>>>
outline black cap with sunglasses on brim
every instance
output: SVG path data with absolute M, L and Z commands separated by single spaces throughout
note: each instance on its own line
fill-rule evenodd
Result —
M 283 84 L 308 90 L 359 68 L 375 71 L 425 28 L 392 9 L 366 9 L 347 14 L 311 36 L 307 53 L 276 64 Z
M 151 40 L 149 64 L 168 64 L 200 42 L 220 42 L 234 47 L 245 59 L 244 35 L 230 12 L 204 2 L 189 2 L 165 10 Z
<<<
> **CHALLENGE**: Change "sunglasses" to "goggles" throughout the listing above, and leave everything else as it is.

> **TASK RESULT**:
outline black cap with goggles on brim
every instance
output: SVG path data with absolute M, L and Z commands separated by single spaces throughout
note: each instance on its own line
fill-rule evenodd
Result —
M 283 84 L 308 90 L 359 68 L 375 71 L 425 28 L 392 9 L 366 9 L 347 14 L 311 36 L 307 53 L 276 64 Z
M 151 40 L 149 64 L 168 64 L 200 42 L 220 42 L 234 47 L 245 59 L 244 35 L 230 12 L 204 2 L 189 2 L 165 10 Z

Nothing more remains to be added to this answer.